[DATA RECORDS]
# # # #

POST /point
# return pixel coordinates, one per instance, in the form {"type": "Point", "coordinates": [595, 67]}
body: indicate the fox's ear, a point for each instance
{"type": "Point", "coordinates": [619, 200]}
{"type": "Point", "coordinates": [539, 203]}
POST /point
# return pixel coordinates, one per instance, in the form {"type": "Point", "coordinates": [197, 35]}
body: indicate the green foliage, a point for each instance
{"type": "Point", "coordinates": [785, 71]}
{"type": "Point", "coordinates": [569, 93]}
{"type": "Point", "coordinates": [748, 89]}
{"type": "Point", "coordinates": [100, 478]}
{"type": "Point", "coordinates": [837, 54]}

# # # #

[EXERCISE REQUIREMENTS]
Copy the records above line for line, with no changes.

[FINISHED TASK]
POST /point
# return pixel coordinates, one per instance, in the form {"type": "Point", "coordinates": [595, 67]}
body: indicate the fox's ear, a point for each instance
{"type": "Point", "coordinates": [619, 200]}
{"type": "Point", "coordinates": [539, 203]}
POST /point
# return pixel coordinates, one per instance, in the form {"type": "Point", "coordinates": [197, 35]}
body: indicate the green foliage, a point for each instance
{"type": "Point", "coordinates": [785, 71]}
{"type": "Point", "coordinates": [569, 93]}
{"type": "Point", "coordinates": [748, 89]}
{"type": "Point", "coordinates": [100, 478]}
{"type": "Point", "coordinates": [837, 54]}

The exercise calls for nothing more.